What you are asked to do. What you return should match the material below line for line, except that no image appears in it.

Data records.
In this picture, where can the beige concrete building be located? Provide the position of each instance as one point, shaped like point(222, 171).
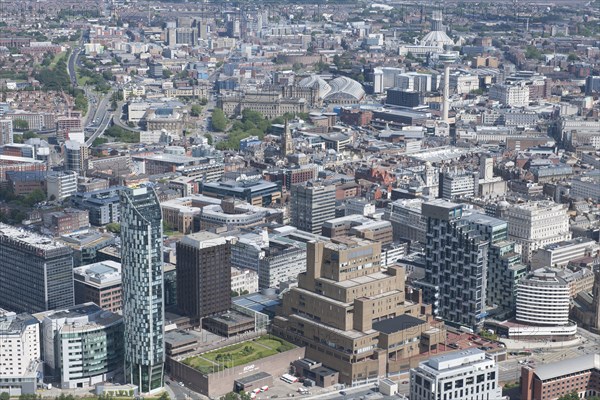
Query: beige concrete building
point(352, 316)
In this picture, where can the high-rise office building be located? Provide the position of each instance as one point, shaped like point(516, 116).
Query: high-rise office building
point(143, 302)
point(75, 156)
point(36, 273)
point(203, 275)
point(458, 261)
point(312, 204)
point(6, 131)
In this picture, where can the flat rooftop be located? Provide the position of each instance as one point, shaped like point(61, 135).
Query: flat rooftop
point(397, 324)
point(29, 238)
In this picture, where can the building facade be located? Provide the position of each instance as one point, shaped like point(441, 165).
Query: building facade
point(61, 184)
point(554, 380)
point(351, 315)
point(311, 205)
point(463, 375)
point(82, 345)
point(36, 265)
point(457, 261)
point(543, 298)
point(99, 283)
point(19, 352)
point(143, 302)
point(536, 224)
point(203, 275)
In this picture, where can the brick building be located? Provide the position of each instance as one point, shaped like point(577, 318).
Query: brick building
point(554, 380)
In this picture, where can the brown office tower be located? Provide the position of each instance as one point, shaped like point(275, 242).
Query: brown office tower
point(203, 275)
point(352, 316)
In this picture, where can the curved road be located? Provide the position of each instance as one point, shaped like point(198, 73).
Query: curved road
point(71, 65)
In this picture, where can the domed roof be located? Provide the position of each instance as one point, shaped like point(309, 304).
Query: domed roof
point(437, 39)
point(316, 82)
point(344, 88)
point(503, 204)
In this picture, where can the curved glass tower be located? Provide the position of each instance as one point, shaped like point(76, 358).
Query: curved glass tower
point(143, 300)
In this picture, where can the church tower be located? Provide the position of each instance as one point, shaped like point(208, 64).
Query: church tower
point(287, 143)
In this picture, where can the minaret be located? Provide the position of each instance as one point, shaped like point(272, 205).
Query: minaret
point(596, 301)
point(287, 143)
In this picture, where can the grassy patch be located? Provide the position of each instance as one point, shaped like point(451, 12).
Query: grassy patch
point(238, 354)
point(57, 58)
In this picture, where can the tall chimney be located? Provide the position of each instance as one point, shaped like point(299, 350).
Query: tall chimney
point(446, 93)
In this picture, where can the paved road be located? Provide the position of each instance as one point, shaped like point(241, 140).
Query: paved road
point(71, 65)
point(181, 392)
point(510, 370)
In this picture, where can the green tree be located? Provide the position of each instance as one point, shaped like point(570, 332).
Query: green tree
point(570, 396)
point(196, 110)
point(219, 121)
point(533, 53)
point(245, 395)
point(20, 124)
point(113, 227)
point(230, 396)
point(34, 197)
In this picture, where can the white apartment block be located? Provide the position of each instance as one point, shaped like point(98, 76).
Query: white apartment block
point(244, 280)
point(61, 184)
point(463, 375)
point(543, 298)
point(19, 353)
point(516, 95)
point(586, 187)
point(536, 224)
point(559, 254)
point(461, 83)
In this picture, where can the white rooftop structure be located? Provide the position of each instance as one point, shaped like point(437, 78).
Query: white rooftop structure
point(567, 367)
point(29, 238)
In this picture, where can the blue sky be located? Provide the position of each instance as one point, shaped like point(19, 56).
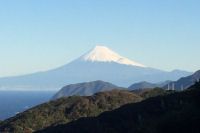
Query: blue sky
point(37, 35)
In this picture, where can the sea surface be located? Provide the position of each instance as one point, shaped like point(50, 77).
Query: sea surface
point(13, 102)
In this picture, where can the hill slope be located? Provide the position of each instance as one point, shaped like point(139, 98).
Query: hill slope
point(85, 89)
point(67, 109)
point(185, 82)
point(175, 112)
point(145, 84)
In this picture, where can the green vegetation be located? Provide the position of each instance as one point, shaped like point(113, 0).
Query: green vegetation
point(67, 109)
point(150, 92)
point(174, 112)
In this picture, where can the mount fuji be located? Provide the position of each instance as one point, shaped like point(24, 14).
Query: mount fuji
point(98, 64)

Task response.
In this picture, where can the beige concrete building be located? Provide the position of each instance as one point, shaped like point(222, 171).
Query: beige concrete building
point(352, 316)
In this picture, where can the high-rise office building be located? Provide the position of each instance as one point, shaped like point(516, 116).
Query: high-rise office building
point(143, 302)
point(75, 156)
point(36, 273)
point(203, 275)
point(458, 261)
point(312, 204)
point(6, 131)
In this picture, where can the flat rooftop be located? Provide the position of each instance as one point, shaped like point(61, 135).
Query: flat rooftop
point(397, 324)
point(29, 238)
In this picture, where can the building facade be located? Provide the position of each instance as one point, shaped like point(441, 165).
Query: building facade
point(61, 184)
point(554, 380)
point(351, 315)
point(311, 205)
point(463, 375)
point(82, 345)
point(36, 265)
point(457, 261)
point(543, 298)
point(99, 283)
point(19, 352)
point(143, 302)
point(536, 224)
point(203, 275)
In this picture, where can the brick building be located? Provide the position of each instance as one point, shaped like point(577, 318).
Query: brick building
point(554, 380)
In this picture, where can the brown office tower be located? Provide the position of each instance as one point, shaped like point(275, 242).
Query: brown office tower
point(203, 275)
point(352, 316)
In this picture, where can the curved road be located? Provide the position of each instance as one point, shaped like point(198, 73).
Query: curved road
point(71, 65)
In this picture, where can the domed roof be located? Provide the position of each instance as one point, shaped like point(309, 304).
Query: domed roof
point(437, 39)
point(316, 82)
point(344, 88)
point(503, 204)
In this picture, where can the curved glass tower be located? Provide the position of each instance as one point, shaped like point(76, 358).
Query: curved glass tower
point(143, 300)
In this picture, where can the church tower be located? Provide the position of each instance as one point, shaped like point(208, 64).
Query: church tower
point(287, 143)
In this picture, where can the minaret be located? Provide the position of each instance as one point, shaped like point(272, 205).
Query: minaret
point(596, 301)
point(287, 143)
In this picture, where can the grassy patch be located? Provide the position of each instance as one point, shaped like point(451, 12).
Query: grassy patch
point(238, 354)
point(57, 58)
In this picture, where can the tall chimney be located? Provide the position of each instance as one point, shaped like point(299, 350).
Query: tall chimney
point(446, 93)
In this picture, where can the paved road be located? Provide the position of each instance as one point, shaped like point(241, 140).
Query: paved road
point(71, 65)
point(181, 392)
point(510, 370)
In this picture, where can the green tree be located? Provide the position of each instance as one point, shaped like point(570, 332).
Query: green tree
point(570, 396)
point(196, 110)
point(219, 121)
point(533, 53)
point(245, 395)
point(20, 124)
point(113, 227)
point(230, 396)
point(34, 197)
In this picture, where can the white apartment block be located? Provide the position of each instance as one point, shaped like point(98, 76).
Query: white apartment block
point(244, 280)
point(61, 184)
point(463, 375)
point(543, 298)
point(19, 353)
point(516, 95)
point(586, 187)
point(536, 224)
point(559, 254)
point(461, 83)
In this picture, where can the white rooftop structure be located? Provide the position of each instance as one point, shaped like point(437, 78).
Query: white rooftop structure
point(567, 367)
point(29, 238)
In this picture, where can the blue sky be located? Provide the position of each instance as one point, shaped like point(19, 56).
Query: blue sky
point(37, 35)
In this picture, where can the sea surface be located? Provide the position of each instance as one point, shaped like point(50, 77).
Query: sea surface
point(13, 102)
In this picture, where can the hill slope be located? Provide the position of each instance as one point, shaped like point(139, 98).
Query: hill slope
point(85, 89)
point(67, 109)
point(185, 82)
point(175, 112)
point(145, 84)
In this picture, where can the green vegetation be located? Provide the position of each instance as one point, shaped like point(113, 0).
Query: green vegetation
point(67, 109)
point(150, 92)
point(174, 112)
In this picture, where can the mount fuji be located? Provide the position of each instance as one point, shaped like point(24, 14).
Query: mount fuji
point(98, 64)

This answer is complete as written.